Dans son dernier roman, Le Géant enfoui, paru en 2015, Kazuo Ishiguro met en scène un couple de vieillards qui partent à le recherche de leur fils dans une Angleterre du VIe siècle largement inspirée par les grandes légendes arthuriennes. Il évoque de façon allégorique le problème de la mémoire et de l’oubli – en particulier des crimes – par le biais d’un terrible monstre, la dragonne Querig, qui diffuse un brouillard chargé d’occulter la mémoire des hommes. Une interview récente de Kazuo Ishiguro montre que s’il s’intéresse de près aux côtés sombres du passé des États-Unis, de l’Angleterre et d’autres pays, il est aussi concerné par la question de l’interprétation de l’histoire au Japon. (voir interview en français de Kazuo Ishiguro de « l’Obs » sur Internet en date du 19 février 2015 « Pour ne pas se désintégrer, une société doit parfois oublier son passé »).

> [PROBLÈME À RÉSOUDRE]
Reprenez l'extrait consacré au roman Le Géant enfoui de Kazuo Ishiguro juste après sa dernière phrase.

> [DONNÉES]
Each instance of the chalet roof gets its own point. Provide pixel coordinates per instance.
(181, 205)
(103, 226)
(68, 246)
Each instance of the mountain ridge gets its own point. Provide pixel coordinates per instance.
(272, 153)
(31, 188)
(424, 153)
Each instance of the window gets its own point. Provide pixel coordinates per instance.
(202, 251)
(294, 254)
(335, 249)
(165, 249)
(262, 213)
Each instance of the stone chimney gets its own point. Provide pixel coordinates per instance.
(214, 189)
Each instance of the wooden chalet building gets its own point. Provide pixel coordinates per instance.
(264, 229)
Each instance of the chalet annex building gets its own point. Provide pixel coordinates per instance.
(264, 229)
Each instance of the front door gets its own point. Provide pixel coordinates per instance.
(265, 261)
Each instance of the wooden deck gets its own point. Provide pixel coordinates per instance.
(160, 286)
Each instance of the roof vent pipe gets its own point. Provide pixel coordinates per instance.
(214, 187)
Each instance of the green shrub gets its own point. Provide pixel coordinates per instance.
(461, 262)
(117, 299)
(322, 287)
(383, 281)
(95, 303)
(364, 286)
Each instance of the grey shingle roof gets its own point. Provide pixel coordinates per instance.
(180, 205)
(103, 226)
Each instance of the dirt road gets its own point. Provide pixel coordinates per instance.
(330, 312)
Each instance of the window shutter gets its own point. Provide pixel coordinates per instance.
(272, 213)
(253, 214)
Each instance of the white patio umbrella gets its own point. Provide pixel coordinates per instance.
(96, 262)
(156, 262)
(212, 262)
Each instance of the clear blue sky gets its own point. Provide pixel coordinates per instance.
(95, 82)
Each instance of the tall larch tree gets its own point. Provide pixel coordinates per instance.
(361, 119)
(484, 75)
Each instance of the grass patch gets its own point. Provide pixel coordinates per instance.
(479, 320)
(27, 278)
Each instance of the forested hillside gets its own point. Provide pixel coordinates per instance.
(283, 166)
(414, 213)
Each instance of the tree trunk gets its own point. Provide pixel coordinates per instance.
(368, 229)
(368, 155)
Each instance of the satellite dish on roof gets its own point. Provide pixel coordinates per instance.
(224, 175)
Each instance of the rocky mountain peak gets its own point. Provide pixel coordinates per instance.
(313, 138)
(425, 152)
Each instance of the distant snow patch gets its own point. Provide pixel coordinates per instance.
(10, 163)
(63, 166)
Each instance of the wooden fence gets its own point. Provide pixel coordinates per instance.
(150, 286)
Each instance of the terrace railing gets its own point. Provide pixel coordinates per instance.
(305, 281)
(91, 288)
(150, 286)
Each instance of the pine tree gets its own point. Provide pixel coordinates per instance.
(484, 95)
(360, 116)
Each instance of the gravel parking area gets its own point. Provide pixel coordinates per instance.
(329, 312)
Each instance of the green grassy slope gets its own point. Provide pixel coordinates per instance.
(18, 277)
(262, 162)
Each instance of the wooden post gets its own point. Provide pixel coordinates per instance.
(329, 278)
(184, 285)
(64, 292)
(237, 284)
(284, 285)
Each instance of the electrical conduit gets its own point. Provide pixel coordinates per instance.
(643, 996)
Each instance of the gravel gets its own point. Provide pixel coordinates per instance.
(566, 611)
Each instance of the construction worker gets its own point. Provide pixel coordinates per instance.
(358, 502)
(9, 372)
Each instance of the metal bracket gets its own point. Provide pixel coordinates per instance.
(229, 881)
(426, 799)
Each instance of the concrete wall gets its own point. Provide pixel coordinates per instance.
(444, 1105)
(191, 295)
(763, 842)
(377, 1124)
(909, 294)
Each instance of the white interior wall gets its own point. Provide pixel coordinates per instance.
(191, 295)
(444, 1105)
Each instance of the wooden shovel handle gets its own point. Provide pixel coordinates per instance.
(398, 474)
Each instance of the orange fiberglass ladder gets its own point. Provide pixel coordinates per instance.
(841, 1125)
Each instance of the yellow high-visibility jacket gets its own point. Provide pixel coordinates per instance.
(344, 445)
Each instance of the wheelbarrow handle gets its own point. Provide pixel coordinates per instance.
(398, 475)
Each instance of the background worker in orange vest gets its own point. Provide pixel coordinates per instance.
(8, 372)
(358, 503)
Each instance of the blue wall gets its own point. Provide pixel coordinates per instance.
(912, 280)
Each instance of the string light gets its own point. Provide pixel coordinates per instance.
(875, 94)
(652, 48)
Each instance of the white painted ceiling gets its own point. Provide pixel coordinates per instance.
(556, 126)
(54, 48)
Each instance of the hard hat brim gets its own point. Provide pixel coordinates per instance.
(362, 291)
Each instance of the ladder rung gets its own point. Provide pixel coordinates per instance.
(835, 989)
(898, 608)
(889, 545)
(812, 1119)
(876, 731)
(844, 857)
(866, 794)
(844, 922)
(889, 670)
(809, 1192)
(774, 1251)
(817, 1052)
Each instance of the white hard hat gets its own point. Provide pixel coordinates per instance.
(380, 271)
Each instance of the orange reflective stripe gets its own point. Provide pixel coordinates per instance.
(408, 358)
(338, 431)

> [RÉSULTAT OBTENU]
« Le  Japon – comme je vis très loin du Japon, je regarde tout cela avec une grande distance – a toujours été en conflit avec la Chine et l’Asie du Sud-Est à propos de l’histoire de la Seconde Guerre mondiale. Les Japonais ont décidé d’oublier qu’ils se sont comportés en agresseurs et tout ce que l’armée impériale a fait en Chine et en Asie du Sud-Est durant cette période. »

Aujourd’hui, Kazuo Ishiguro ne cherche plus, comme auparavant, à décrire sa vision personnelle du Japon dans ses romans. Mais ses racines culturelles n’en continuent pas moins à exercer une influence importante sur ses œuvres, même si c’est de façon indirecte. Au début du mois de juin 2015, il a fait un séjour au Japon dans le cadre de la promotion de son dernier roman, Le Géant enfoui. À cette occasion, il a donné une interview à l’Université Keiô de Tokyo qui ne devrait pas tarder à être publiée et à donner un nouvel éclairage sur le sujet.

(D’après un texte en anglais du 29 mai 2015. Photo de titre : Des romans de Kazuo Ishiguro traduits en japonais. Photo de Kazuo Ishiguro : Robert Sharp / English PEN)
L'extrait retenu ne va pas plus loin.